## [Challenges]
a) In the Audi Q8 passage, rewrite the portion starting with "The Q8 55TFSi" and going on through "price and specification.", substituting "gearbox" for "transmission".
b) Using the Audi Q8 passage, answer the following:
(i) What size are the alloy wheels fitted to the Q8?
(ii) What is the price of the Q8 55TFSi Quattro?
(iii) What power and torque figures does the 50TDi Quattro's turbodiesel engine produce?

## [Passage given]
Audi Q8 price Australia

Audi Q8 price Australia

Audi Q8 price Australia
Audi’s five-seater Q8 is based on the seven-seater Q7, but with a sleeker, sharper profile, a coupe roofline, few-dimensional adjustments, and a whopper 21-inch alloy wheels to give it a sportier stance.

The Q8 55TFSi Quattro, priced at $128,900, runs a 3.0-liter V6 turbo-petrol engine with 250kW of power and 500Nm of torque, matched with an eight-speed automatic and all-wheel drive. It’s a mild hybrid, with 48-volt electrics, a lithium-ion battery and a starter motor that can also give the engine a high voltage boost of up to 6kW of power and 60Nm of torque, for five seconds, when you plant the accelerator. The engine is also switched off and decoupled from the transmission in “coasting” mode, on a light throttle between 55-160km/h, yielding fuel efficiency gains on the highway. A 210kW/620Nm 3.0-liter V6 turbodiesel Q8, badged as the 50TDi Quattro, is also available at the same $128,900 price and specification.

## [Data extract]
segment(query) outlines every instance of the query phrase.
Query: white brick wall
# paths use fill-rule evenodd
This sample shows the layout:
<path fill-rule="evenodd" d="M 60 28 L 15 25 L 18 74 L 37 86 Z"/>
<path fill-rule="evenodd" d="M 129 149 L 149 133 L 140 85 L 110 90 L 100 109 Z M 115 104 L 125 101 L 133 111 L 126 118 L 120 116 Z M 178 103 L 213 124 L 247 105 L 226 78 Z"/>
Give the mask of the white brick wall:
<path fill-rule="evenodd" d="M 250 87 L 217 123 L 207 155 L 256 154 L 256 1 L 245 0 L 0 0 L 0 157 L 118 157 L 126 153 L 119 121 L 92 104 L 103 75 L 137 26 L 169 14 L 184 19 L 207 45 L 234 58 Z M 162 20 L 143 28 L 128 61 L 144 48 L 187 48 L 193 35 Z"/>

## [Answers to the problems]
a)
The Q8 55TFSi Quattro, priced at $128,900, runs a 3.0-liter V6 turbo-petrol engine with 250kW of power and 500Nm of torque, matched with an eight-speed automatic and all-wheel drive. It’s a mild hybrid, with 48-volt electrics, a lithium-ion battery and a starter motor that can also give the engine a high voltage boost of up to 6kW of power and 60Nm of torque, for five seconds, when you plant the accelerator. The engine is also switched off and decoupled from the gearbox in “coasting” mode, on a light throttle between 55-160km/h, yielding fuel efficiency gains on the highway. A 210kW/620Nm 3.0-liter V6 turbodiesel Q8, badged as the 50TDi Quattro, is also available at the same $128,900 price and specification.

b)
(i) 21-inch
(ii) $128,900
(iii) 210kW of power and 620Nm of torque